(Selected text)
——
Sunrise has also pioneered a 3D animated character branding and marketing model for high-profile sports brands such as the Welsh Rugby Union and Juventus Football Club. In 2016, Sunrise produced a holiday-themed animated short featuring 'Jay', the Juventus club mascot, and an imaginative young boy.

== Feature films ==
In 2025, Sunrise Productions produced the animated biblical musical feature David, with distribution by Angel Studios. The film was released in the United States on 19 December 2025. According to Sunrise, the film aims to bring the Biblical story of David to a broad family audience worldwide.

== Television ==

Sunrise's flagship series, Jungle Beat (2003-) is a CG-animated, non-dialogue, slapstick comedy series focusing on different animals and the bizarre situations in which they find themselves. The series is sold by Monster Entertainment, and has been broadcast in more than 180 countries on channels including Cartoon Network, Boomerang, and Nickelodeon.

In 2016, Sunrise expanded the Jungle Beat universe to include The Jungle Beat Explorers, which follows four clumsy, curious safari adventurers as they document the wild animals of the world. The 3D 13-episode series is broadcast exclusively on the Jungle Beat YouTube channel.

The Jungle Beat franchise was further expanded with the development of Munki and Trunk, a 52 x 7 minute series aimed at kids aged 4–7. The "tree-crashing, rock smashing, water-splashing, fruit-mashing, knock-about comedy adventure" centres on two unlikely best friends: crafty Munki and caring Trunk. In 2017, Aardman's Rights and Brand Development division partnered with Sunrise to represent global television distribution rights for the animated series.

In 2013, Sunrise Productions' live action department partnered with Okuhle Media to co-produce the 13-part cooking and lifestyle series Bitten Sarah Graham Cooks Cape Town.
——
(Problems to solve)
- 1) In the text about Sunrise Productions, which company distributed the animated feature David?
- 2) Condense the paragraph of the Sunrise Productions text that begins "Sunrise's flagship series, Jungle Beat" into a short bulleted list that keeps its main facts.
- 3) Reproduce word for word the passage of the Sunrise Productions text from "Sunrise's flagship series, Jungle" to "Boomerang, and Nickelodeon.".

(Data under study)
——
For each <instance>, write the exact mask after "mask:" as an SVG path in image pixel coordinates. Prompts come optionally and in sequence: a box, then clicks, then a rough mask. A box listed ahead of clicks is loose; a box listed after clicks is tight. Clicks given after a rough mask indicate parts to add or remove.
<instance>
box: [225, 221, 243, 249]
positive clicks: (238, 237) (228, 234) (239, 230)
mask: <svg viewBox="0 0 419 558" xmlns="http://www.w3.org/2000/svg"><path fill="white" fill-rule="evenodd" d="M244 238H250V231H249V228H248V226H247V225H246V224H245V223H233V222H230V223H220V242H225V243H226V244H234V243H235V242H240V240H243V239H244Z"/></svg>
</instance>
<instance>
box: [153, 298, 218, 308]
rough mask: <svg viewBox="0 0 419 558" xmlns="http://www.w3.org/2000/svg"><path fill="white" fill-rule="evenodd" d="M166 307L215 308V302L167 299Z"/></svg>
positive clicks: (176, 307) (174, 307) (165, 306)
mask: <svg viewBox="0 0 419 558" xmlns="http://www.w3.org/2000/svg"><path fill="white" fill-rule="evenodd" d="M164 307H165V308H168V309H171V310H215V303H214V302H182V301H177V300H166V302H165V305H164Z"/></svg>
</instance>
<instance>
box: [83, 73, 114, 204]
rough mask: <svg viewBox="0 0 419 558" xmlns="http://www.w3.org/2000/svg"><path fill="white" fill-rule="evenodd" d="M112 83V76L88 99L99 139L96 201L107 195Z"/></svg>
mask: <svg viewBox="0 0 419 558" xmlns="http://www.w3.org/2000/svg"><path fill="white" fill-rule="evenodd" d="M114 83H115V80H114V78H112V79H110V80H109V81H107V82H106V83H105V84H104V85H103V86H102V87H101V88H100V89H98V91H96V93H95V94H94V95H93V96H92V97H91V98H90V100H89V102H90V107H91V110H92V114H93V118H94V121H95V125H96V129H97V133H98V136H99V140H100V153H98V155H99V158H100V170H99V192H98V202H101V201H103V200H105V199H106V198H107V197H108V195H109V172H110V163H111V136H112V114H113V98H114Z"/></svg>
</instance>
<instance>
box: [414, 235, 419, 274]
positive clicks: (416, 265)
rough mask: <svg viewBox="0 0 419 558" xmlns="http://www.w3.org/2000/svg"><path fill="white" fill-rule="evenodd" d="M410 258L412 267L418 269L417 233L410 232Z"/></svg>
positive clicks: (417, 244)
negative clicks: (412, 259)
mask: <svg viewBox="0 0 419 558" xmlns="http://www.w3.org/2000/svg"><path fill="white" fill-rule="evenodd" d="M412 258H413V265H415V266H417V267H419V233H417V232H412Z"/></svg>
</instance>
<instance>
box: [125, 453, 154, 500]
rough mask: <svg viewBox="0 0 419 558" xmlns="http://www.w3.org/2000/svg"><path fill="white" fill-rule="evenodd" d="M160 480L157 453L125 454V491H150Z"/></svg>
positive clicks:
——
(Results for each task)
- 1) Angel Studios distributed David.

- 2)
- Jungle Beat (2003-) is Sunrise's flagship series.
- It is a CG-animated, non-dialogue slapstick comedy about different animals in bizarre situations.
- Monster Entertainment sells the series.
- It has aired in more than 180 countries on channels including Cartoon Network, Boomerang, and Nickelodeon.

- 3)
Sunrise's flagship series, Jungle Beat (2003-) is a CG-animated, non-dialogue, slapstick comedy series focusing on different animals and the bizarre situations in which they find themselves. The series is sold by Monster Entertainment, and has been broadcast in more than 180 countries on channels including Cartoon Network, Boomerang, and Nickelodeon.